[PATCH v2] nvme: expand nvmf_check_if

Linux-NVME Archive on lore.kernel.org
 help / color / mirror / Atom feed

* [PATCH v2] nvme: expand nvmf_check_if_ready checks
@ 2018-03-27 23:07 James Smart
  2018-03-28  8:31 ` Christoph Hellwig
  0 siblings, 1 reply; 3+ messages in thread
From: James Smart @ 2018-03-27 23:07 UTC (permalink / raw)


The nvmf_check_if_ready() checks that were added are very simplistic.
As such, the routine allows a lot of cases to fail ios during windows
of reset or re-connection. In cases where there are not multi-path
options present, the error goes back to the callee - the filesystem
or application. Not good.

The common routine was rewritten and calling syntax slightly expanded
so that per-transport is_ready routines don't need to be present.
The transports can call the routine directly. The routine now looks
at controller state to decide the action to take. Some states mandate
io failure. Others define the condition where a command can be accepted.
When the decision is unclear, a generic queue-or-reject check is made
to look for failfast or multipath ios and only fails the io if it is
so marked. Otherwise, the io will be queued and wait for the controller
state to resolve.

Signed-off-by: James Smart <james.smart at broadcom.com>

---
v2:
  needed to set nvme status when rejecting io
---
 drivers/nvme/host/fabrics.h | 86 +++++++++++++++++++++++++++++++++------------
 drivers/nvme/host/fc.c      | 12 ++-----
 drivers/nvme/host/rdma.c    | 14 ++------
 drivers/nvme/target/loop.c  | 11 ++----
 4 files changed, 71 insertions(+), 52 deletions(-)

Entries:
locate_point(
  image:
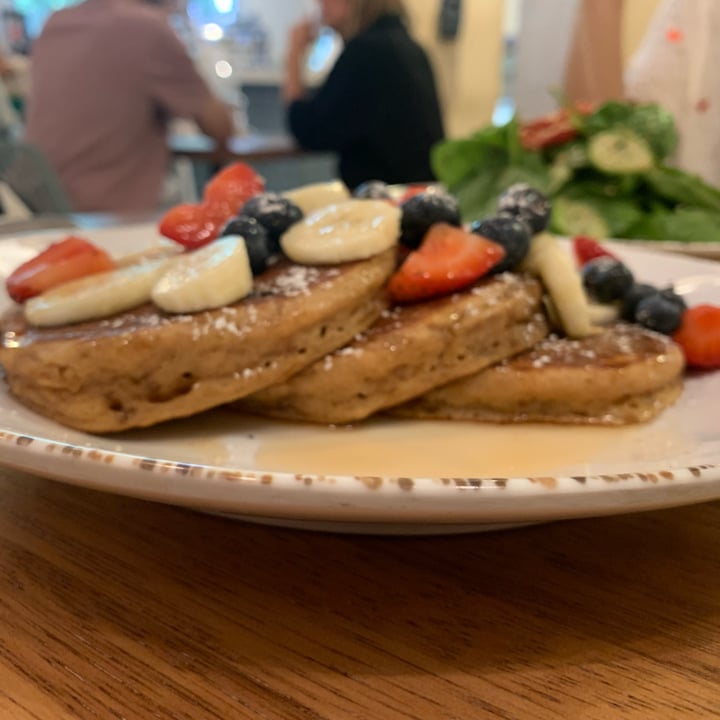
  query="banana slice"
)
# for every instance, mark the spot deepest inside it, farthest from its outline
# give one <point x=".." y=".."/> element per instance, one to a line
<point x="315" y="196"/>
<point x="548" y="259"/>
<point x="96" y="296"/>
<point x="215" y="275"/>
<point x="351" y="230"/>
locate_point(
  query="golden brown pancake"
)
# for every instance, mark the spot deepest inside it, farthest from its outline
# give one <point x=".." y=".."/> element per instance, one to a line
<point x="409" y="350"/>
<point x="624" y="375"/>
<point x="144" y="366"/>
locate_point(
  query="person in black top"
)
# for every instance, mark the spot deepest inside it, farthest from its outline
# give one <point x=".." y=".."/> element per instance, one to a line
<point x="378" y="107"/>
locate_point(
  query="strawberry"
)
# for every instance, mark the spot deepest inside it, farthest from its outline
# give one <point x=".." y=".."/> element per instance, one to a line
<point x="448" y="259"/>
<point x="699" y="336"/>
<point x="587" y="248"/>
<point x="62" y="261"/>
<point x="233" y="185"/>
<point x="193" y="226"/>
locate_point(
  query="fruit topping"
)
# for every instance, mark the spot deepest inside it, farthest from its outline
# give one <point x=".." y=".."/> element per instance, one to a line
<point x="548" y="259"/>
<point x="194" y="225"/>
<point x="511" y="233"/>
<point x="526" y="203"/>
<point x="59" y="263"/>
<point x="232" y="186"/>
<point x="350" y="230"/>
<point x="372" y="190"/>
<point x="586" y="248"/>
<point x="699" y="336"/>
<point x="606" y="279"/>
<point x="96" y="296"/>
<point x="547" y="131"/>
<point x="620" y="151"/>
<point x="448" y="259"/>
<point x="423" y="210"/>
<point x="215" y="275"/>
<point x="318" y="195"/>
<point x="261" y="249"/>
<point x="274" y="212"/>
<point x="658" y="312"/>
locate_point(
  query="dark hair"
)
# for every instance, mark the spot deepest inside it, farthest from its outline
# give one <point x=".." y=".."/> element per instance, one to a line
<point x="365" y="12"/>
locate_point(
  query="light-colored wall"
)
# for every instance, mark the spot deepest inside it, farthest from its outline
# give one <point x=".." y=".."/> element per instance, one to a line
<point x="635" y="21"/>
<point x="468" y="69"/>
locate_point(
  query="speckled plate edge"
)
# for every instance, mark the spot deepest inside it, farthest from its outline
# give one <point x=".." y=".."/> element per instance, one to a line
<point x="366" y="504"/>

---

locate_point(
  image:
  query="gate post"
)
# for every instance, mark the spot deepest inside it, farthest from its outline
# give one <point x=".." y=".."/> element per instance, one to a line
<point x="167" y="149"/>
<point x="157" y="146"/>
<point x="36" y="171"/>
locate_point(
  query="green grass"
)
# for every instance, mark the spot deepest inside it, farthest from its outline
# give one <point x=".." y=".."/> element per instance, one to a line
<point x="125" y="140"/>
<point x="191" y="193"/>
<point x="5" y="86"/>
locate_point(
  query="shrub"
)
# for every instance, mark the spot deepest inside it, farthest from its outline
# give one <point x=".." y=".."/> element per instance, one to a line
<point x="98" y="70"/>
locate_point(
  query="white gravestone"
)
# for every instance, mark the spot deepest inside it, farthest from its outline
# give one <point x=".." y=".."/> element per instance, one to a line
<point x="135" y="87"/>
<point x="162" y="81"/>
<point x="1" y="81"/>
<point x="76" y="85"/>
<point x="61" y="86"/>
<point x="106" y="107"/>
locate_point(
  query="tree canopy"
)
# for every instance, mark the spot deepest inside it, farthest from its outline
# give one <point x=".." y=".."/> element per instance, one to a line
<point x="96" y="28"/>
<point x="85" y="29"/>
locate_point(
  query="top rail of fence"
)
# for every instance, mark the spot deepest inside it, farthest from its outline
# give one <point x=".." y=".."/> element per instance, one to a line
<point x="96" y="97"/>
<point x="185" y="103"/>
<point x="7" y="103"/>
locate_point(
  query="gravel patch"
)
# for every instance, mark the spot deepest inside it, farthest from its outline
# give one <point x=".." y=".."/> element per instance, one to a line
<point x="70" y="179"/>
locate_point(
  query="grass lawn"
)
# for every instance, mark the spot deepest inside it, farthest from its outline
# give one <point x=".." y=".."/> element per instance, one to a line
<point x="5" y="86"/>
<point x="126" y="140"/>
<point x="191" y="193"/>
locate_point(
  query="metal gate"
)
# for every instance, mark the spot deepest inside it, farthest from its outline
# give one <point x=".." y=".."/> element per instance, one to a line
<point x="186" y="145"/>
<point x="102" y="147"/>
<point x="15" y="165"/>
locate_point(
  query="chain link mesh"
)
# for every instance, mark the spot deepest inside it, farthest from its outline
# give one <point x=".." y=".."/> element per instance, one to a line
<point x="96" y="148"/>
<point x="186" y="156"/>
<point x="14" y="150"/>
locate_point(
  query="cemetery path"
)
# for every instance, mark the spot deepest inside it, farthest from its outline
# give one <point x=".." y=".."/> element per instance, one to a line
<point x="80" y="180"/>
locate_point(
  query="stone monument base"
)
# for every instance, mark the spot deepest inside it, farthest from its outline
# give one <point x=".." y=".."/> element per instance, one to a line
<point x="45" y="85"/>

Task description: Write the next part of the NVMe patch email about nvmf_check_if_ready, picking up right after its summary of changed files. The material placed after the patch email was taken from an unrelated source.

Answer to the problem:
diff --git a/drivers/nvme/host/fabrics.h b/drivers/nvme/host/fabrics.h
index a3145d90c1d2..e8dfc00b28b6 100644
--- a/drivers/nvme/host/fabrics.h
+++ b/drivers/nvme/host/fabrics.h
@@ -158,35 +158,77 @@ void nvmf_free_options(struct nvmf_ctrl_options *opts);
 int nvmf_get_address(struct nvme_ctrl *ctrl, char *buf, int size);
 bool nvmf_should_reconnect(struct nvme_ctrl *ctrl);
 
-static inline blk_status_t nvmf_check_init_req(struct nvme_ctrl *ctrl,
-		struct request *rq)
+static inline blk_status_t nvmf_check_if_ready(struct nvme_ctrl *ctrl,
+		struct request *rq, bool qlive, bool connectivity)
 {
 	struct nvme_command *cmd = nvme_req(rq)->cmd;
 
-	/*
-	 * We cannot accept any other command until the connect command has
-	 * completed, so only allow connect to pass.
-	 */
-	if (!blk_rq_is_passthrough(rq) ||
-	    cmd->common.opcode != nvme_fabrics_command ||
-	    cmd->fabrics.fctype != nvme_fabrics_type_connect) {
+	if (ctrl->state == NVME_CTRL_LIVE && connectivity)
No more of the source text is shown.